_DOCUMENT SECTION_:
To the editor,
Once again the annual air show is underway and is being advertised as something appealing to the family. Fast machines are sexy and cool and extreme engineering is fascinating to almost everyone. There's also a defense industry flea market with booze-fueled parties to keep defense contract participants on good terms. It's probably the biggest local public relations exercise of the year for the Canadian military and for arms producers and dealers vying for lucrative government contracts.
Air show attendees are shielded from the horrible realities about what the warplanes do and about the bloody legacy they leave in various past and present actions. The show romanticizes and glorifies the most lethal tools of military culture and by supporting the show we become complicit in military policy and in war profiteering by the corporate participants.
Think also of the cost of this show in terms of resource consumption. According to John O'Connor of the National Toxics Campaign, the world's military forces are responsible for the release of more than two-thirds of CFC-113 into the ozone layer. Ozone depletion is linked to skin cancer, cataracts and immunosuppressant diseases. The value of fuel consumed in air shows compared to the simple cost of living is staggering. How many families could survive on the cost to keep the B-2 in the air for the show? How many disease inoculations could be funded by the cost of a cluster bomb? The potential implication of cutting out a useless activity like aerial fly-bys is staggering.

_WORK INSTRUCTIONS_:
Copy the portion of the air show letter that begins with the words "Think also of" and ends with the words "fly-bys is staggering.". The records that come next have no connection to the letter about the air show.

_Point localization data_:
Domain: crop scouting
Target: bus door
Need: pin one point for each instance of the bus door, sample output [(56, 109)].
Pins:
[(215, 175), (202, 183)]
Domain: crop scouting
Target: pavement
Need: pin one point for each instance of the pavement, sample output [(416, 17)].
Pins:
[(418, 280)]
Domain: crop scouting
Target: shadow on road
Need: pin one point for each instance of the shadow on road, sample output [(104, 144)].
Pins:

_ANSWER BOX_:
Think also of the cost of this show in terms of resource consumption. According to John O'Connor of the National Toxics Campaign, the world's military forces are responsible for the release of more than two-thirds of CFC-113 into the ozone layer. Ozone depletion is linked to skin cancer, cataracts and immunosuppressant diseases. The value of fuel consumed in air shows compared to the simple cost of living is staggering. How many families could survive on the cost to keep the B-2 in the air for the show? How many disease inoculations could be funded by the cost of a cluster bomb? The potential implication of cutting out a useless activity like aerial fly-bys is staggering.